Segmentation mask data:
☆ ☆ ☆

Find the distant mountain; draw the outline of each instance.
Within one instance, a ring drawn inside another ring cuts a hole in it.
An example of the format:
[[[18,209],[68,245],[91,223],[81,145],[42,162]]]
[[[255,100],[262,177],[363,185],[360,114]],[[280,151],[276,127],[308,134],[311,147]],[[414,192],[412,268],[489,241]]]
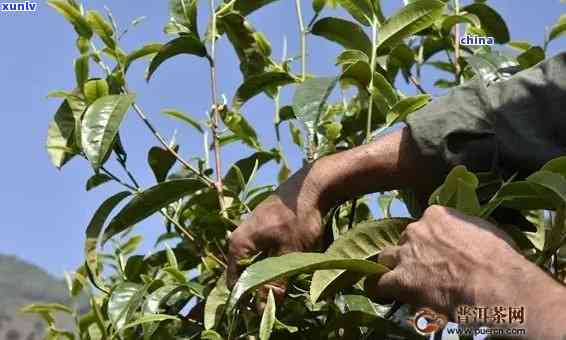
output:
[[[67,285],[43,269],[0,255],[0,340],[39,340],[44,325],[38,319],[18,314],[27,304],[69,303]]]

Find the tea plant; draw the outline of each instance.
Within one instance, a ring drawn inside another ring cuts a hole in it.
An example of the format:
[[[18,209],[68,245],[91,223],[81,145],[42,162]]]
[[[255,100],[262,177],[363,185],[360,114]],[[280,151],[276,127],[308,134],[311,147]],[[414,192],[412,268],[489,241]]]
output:
[[[301,50],[297,58],[277,60],[266,36],[248,20],[252,12],[275,1],[171,0],[170,20],[165,23],[171,40],[133,51],[121,48],[119,38],[125,32],[118,29],[111,12],[104,15],[75,0],[48,1],[76,31],[78,50],[76,84],[69,85],[69,91],[50,94],[62,102],[48,129],[50,159],[58,168],[72,158],[89,164],[93,175],[87,190],[114,181],[124,191],[113,193],[94,212],[85,232],[84,265],[68,278],[72,296],[88,295],[89,311],[79,314],[57,304],[24,309],[44,318],[47,338],[420,337],[410,327],[385,318],[389,306],[372,302],[361,284],[365,276],[389,270],[370,259],[396,244],[412,221],[390,216],[394,199],[411,208],[410,192],[382,194],[383,219],[373,217],[368,197],[336,207],[325,219],[332,241],[327,249],[264,259],[258,254],[249,259],[245,274],[230,291],[224,274],[230,232],[274,190],[274,185],[256,185],[254,178],[269,162],[279,165],[280,182],[290,175],[281,147],[286,127],[303,150],[305,162],[370,142],[431,100],[421,82],[423,66],[450,75],[436,80],[439,88],[472,77],[486,82],[505,79],[509,66],[516,71],[545,58],[546,45],[566,31],[564,17],[549,32],[545,46],[539,47],[510,41],[504,20],[485,1],[464,6],[458,0],[411,0],[390,16],[385,16],[378,0],[287,1],[288,10],[298,16]],[[315,13],[310,20],[302,14],[302,6],[307,5]],[[199,9],[207,7],[208,25],[198,27],[197,15],[203,13]],[[350,18],[332,16],[337,7]],[[498,45],[518,50],[518,55],[489,46],[461,46],[456,37],[463,33],[491,36]],[[309,73],[306,58],[311,35],[343,47],[336,56],[339,74],[321,77]],[[219,39],[230,42],[242,73],[242,83],[230,102],[220,97],[216,80]],[[126,78],[132,63],[149,58],[145,76],[150,81],[164,62],[181,54],[205,59],[211,79],[206,122],[179,111],[164,111],[202,136],[204,151],[191,154],[190,160],[182,157],[180,145],[160,134],[137,104]],[[412,84],[419,94],[403,93],[395,87],[398,81]],[[281,102],[280,93],[286,87],[294,89],[290,103]],[[351,90],[342,91],[341,98],[333,101],[336,88]],[[273,149],[262,146],[246,119],[244,105],[258,95],[269,96],[276,107],[273,138],[277,146]],[[149,188],[138,184],[136,174],[146,170],[129,167],[122,144],[121,123],[129,111],[145,124],[157,144],[147,151],[149,170],[155,175],[155,185]],[[240,143],[249,156],[222,173],[222,150],[229,143]],[[209,152],[214,155],[212,164]],[[109,162],[116,162],[125,176],[110,171]],[[485,176],[457,167],[430,202],[485,218],[500,205],[520,210],[537,226],[537,232],[512,226],[507,231],[533,261],[552,267],[554,275],[563,277],[565,176],[566,159],[558,159],[523,181],[491,179],[494,194],[479,199],[476,193],[487,183]],[[175,246],[135,254],[141,238],[131,234],[137,224],[154,214],[160,214],[164,224],[157,244],[169,241]],[[414,217],[417,214],[415,211]],[[113,242],[113,250],[105,252],[102,246],[108,241]],[[276,305],[270,292],[263,313],[258,314],[250,303],[255,289],[281,278],[289,280],[286,300]],[[58,329],[54,313],[72,315],[76,329]]]

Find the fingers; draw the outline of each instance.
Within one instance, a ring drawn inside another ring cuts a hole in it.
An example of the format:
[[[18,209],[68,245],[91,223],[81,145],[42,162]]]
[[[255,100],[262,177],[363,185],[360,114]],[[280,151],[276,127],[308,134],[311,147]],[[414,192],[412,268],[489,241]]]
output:
[[[377,303],[389,304],[393,301],[400,301],[402,297],[400,275],[399,271],[392,270],[381,277],[368,276],[364,281],[364,289]]]
[[[228,268],[227,268],[227,286],[232,289],[243,270],[249,265],[249,260],[257,255],[260,251],[268,256],[278,256],[283,253],[292,251],[283,251],[277,242],[272,240],[273,234],[264,235],[257,232],[249,232],[247,226],[240,227],[234,231],[230,237],[230,245],[228,249]],[[273,291],[275,301],[282,303],[287,290],[287,282],[285,280],[277,280],[267,283],[256,291],[255,302],[256,309],[261,313],[265,308],[269,289]]]
[[[399,247],[388,247],[385,248],[377,256],[377,262],[385,265],[389,269],[394,269],[397,267],[401,258],[399,256]]]
[[[255,243],[248,237],[242,236],[238,230],[230,236],[230,245],[228,247],[228,268],[226,276],[226,284],[232,289],[238,281],[240,274],[245,268],[242,260],[248,259],[257,253]]]
[[[399,257],[399,247],[388,247],[379,253],[377,261],[392,271],[380,276],[368,276],[364,281],[365,291],[368,292],[369,296],[378,303],[389,304],[396,299],[397,287],[393,284],[393,280],[396,280],[395,267],[400,262]],[[393,274],[393,275],[392,275]]]

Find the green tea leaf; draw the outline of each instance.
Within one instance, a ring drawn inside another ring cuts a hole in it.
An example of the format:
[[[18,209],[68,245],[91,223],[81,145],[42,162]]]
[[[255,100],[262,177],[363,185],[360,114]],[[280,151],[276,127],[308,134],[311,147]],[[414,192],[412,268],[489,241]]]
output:
[[[224,125],[238,136],[240,140],[254,149],[261,150],[257,133],[242,114],[238,111],[224,110],[221,111],[220,116]]]
[[[336,0],[358,22],[369,26],[373,19],[373,6],[370,0]]]
[[[275,324],[275,297],[273,291],[270,289],[267,295],[267,304],[263,310],[261,322],[259,324],[259,339],[269,340],[271,332],[273,332],[273,325]]]
[[[135,95],[109,95],[97,99],[88,107],[81,125],[82,147],[97,172],[112,151],[112,145],[122,120]]]
[[[312,78],[297,86],[293,96],[293,112],[309,129],[318,125],[326,100],[337,81],[336,77]]]
[[[89,56],[88,54],[83,54],[77,59],[75,59],[75,79],[77,81],[77,87],[82,89],[84,83],[88,80],[89,76]]]
[[[507,45],[521,52],[525,52],[532,46],[531,43],[528,41],[510,41],[507,43]]]
[[[171,20],[183,25],[198,38],[198,1],[197,0],[170,0],[169,12]]]
[[[391,218],[359,224],[334,241],[325,254],[340,258],[369,259],[384,248],[397,245],[401,233],[411,222],[413,220],[409,218]],[[352,275],[345,270],[316,271],[311,281],[311,301],[315,303],[321,296],[338,287],[352,285],[359,279],[359,275]]]
[[[92,27],[92,30],[100,37],[106,46],[110,49],[116,48],[116,40],[114,40],[114,29],[104,20],[102,15],[97,11],[86,12],[85,19]]]
[[[507,24],[493,8],[484,3],[473,3],[462,8],[462,11],[475,14],[480,19],[481,28],[498,44],[505,44],[509,41]]]
[[[270,257],[246,268],[232,289],[226,310],[230,313],[244,294],[264,283],[321,269],[346,269],[365,275],[383,274],[388,271],[386,267],[375,262],[319,253],[291,253]]]
[[[566,204],[566,178],[555,172],[537,171],[527,177],[527,182],[539,184],[554,192]]]
[[[351,21],[340,18],[323,18],[312,27],[311,33],[340,44],[351,50],[371,55],[371,41],[364,30]]]
[[[163,44],[150,43],[138,48],[137,50],[132,51],[130,54],[126,56],[126,62],[124,63],[124,73],[128,72],[130,65],[134,61],[149,55],[156,54],[159,51],[161,51],[162,48],[163,48]]]
[[[228,299],[230,298],[230,290],[226,287],[226,273],[223,273],[216,281],[216,286],[212,289],[206,299],[204,306],[204,328],[212,329],[217,325],[224,315],[224,310]]]
[[[540,63],[544,58],[545,53],[542,47],[533,46],[517,56],[517,61],[521,64],[523,69],[527,69]]]
[[[122,202],[126,197],[130,196],[131,193],[128,191],[122,191],[117,193],[110,198],[106,199],[100,207],[96,210],[90,222],[86,228],[86,240],[84,245],[84,254],[86,259],[86,264],[93,274],[94,278],[98,277],[98,239],[100,238],[100,233],[104,227],[104,223],[110,216],[110,213],[120,202]],[[95,282],[98,284],[98,282]]]
[[[90,39],[92,30],[81,12],[65,0],[49,0],[47,4],[61,13],[74,27],[81,37]]]
[[[132,282],[123,282],[114,288],[108,299],[108,318],[118,330],[121,330],[128,320],[132,307],[136,307],[136,295],[142,292],[143,286]]]
[[[566,177],[566,156],[550,160],[541,168],[541,170],[555,172]]]
[[[481,26],[480,19],[474,14],[454,14],[448,15],[442,19],[441,27],[444,35],[449,35],[452,27],[457,24],[470,24],[475,27]]]
[[[336,65],[351,65],[357,62],[369,64],[369,57],[359,50],[344,50],[336,57]]]
[[[175,109],[165,109],[165,110],[162,110],[161,112],[168,115],[169,117],[176,118],[176,119],[178,119],[182,122],[189,124],[190,126],[197,129],[197,131],[200,132],[200,133],[204,133],[204,129],[203,129],[202,125],[198,122],[198,120],[194,119],[193,117],[191,117],[190,115],[188,115],[186,113],[183,113],[181,111],[177,111]]]
[[[75,115],[68,100],[65,100],[49,123],[45,143],[49,159],[58,169],[77,154],[74,130]]]
[[[301,133],[301,129],[295,126],[293,123],[289,123],[289,132],[291,133],[291,139],[293,143],[302,149],[305,146],[305,141]]]
[[[560,206],[559,197],[549,189],[527,181],[504,185],[496,196],[495,204],[518,210],[554,209]]]
[[[161,321],[165,321],[165,320],[179,320],[179,318],[176,317],[176,316],[167,315],[167,314],[143,315],[140,318],[136,319],[135,321],[124,325],[124,327],[122,327],[122,330],[132,328],[132,327],[136,327],[136,326],[142,325],[144,323],[161,322]]]
[[[234,10],[242,16],[248,16],[252,12],[269,5],[277,0],[236,0]]]
[[[511,56],[499,51],[471,55],[466,61],[484,82],[507,80],[519,66]]]
[[[91,79],[83,86],[83,93],[88,104],[94,103],[98,98],[110,93],[108,83],[104,79]]]
[[[429,101],[430,95],[428,94],[421,94],[400,100],[387,113],[386,126],[392,126],[397,122],[405,121],[410,113],[425,106]]]
[[[242,180],[245,184],[249,183],[255,170],[276,157],[274,152],[258,151],[243,158],[230,167],[223,182],[232,192],[239,194],[244,190]]]
[[[379,29],[378,54],[387,54],[403,39],[432,25],[442,15],[444,6],[439,0],[417,0],[394,13]]]
[[[200,333],[202,340],[223,340],[222,336],[212,329],[204,330]]]
[[[258,94],[277,88],[279,86],[294,83],[296,79],[287,72],[265,72],[253,75],[244,80],[244,83],[236,90],[232,100],[234,110],[239,110],[248,100]]]
[[[261,3],[261,1],[254,1]],[[250,4],[252,1],[250,1]],[[264,54],[263,48],[260,46],[256,31],[249,21],[242,15],[230,12],[218,18],[218,31],[225,32],[228,40],[234,47],[238,58],[240,59],[240,70],[244,75],[244,79],[261,75],[266,72],[268,67],[274,65],[268,55]]]
[[[162,182],[136,194],[112,219],[104,231],[102,242],[143,221],[170,203],[205,187],[206,185],[200,180],[185,178]]]
[[[60,303],[46,303],[46,304],[34,303],[22,308],[21,312],[25,314],[32,314],[32,313],[41,314],[43,312],[49,312],[49,313],[62,312],[66,314],[73,314],[72,309]]]
[[[548,34],[548,42],[566,34],[566,14],[562,14],[558,22],[552,26]]]
[[[385,99],[385,101],[387,102],[387,105],[389,107],[391,107],[395,104],[398,104],[398,102],[399,102],[399,96],[397,95],[397,92],[395,92],[395,89],[393,88],[393,86],[391,86],[389,81],[387,79],[385,79],[385,77],[383,75],[381,75],[380,73],[377,73],[377,72],[374,73],[374,75],[373,75],[373,89],[371,89],[371,93],[374,96],[375,95],[381,95]],[[410,98],[415,98],[415,97],[410,97]],[[429,96],[429,98],[430,98],[430,96]],[[404,102],[407,99],[408,98],[402,100],[401,102]],[[415,101],[416,101],[416,99],[415,99]],[[399,102],[399,104],[401,102]],[[404,106],[404,105],[402,105],[402,106]],[[414,107],[416,107],[416,104],[413,105],[413,108]],[[414,110],[416,110],[416,108]],[[409,110],[399,110],[399,111],[407,112]],[[410,111],[410,112],[412,112],[412,111]],[[404,118],[402,118],[402,119],[404,119]]]
[[[177,152],[179,146],[175,145],[173,150]],[[167,174],[177,162],[177,158],[169,152],[169,150],[154,146],[149,149],[147,154],[147,163],[151,167],[151,171],[155,175],[158,182],[163,182],[167,178]]]
[[[429,204],[438,204],[463,209],[469,215],[478,215],[480,207],[476,190],[479,180],[465,166],[456,166],[450,171],[444,183],[430,196]]]
[[[102,184],[104,184],[108,181],[111,181],[111,180],[112,180],[112,177],[110,177],[106,174],[93,175],[86,182],[86,191],[90,191],[90,190],[96,188],[97,186],[102,185]]]
[[[177,39],[171,40],[163,45],[155,57],[151,59],[146,77],[147,81],[151,79],[153,73],[163,62],[179,54],[192,54],[198,57],[206,57],[206,46],[191,35],[183,35]]]

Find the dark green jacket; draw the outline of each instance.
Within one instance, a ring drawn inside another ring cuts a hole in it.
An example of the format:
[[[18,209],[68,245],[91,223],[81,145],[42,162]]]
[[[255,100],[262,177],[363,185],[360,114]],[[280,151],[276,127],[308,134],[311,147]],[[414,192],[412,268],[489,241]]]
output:
[[[566,155],[566,53],[508,80],[472,80],[407,119],[412,136],[445,170],[520,177]]]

☆ ☆ ☆

• [The task]:
Could you reproduce the lines above, from the one that holds "Find the dark" through the last, exactly as they stand?

• [Task response]:
Find the dark green jacket; draw the outline of each instance.
Within one instance, a ring drawn inside another ring cuts a hole in it.
An example of the format:
[[[18,209],[68,245],[91,223],[81,145],[42,162]]]
[[[255,100],[262,177],[363,185],[360,114]],[[280,151],[276,127],[308,134],[311,147]],[[414,192],[412,268],[489,241]]]
output:
[[[566,155],[566,53],[508,80],[472,80],[407,119],[412,136],[445,170],[520,177]]]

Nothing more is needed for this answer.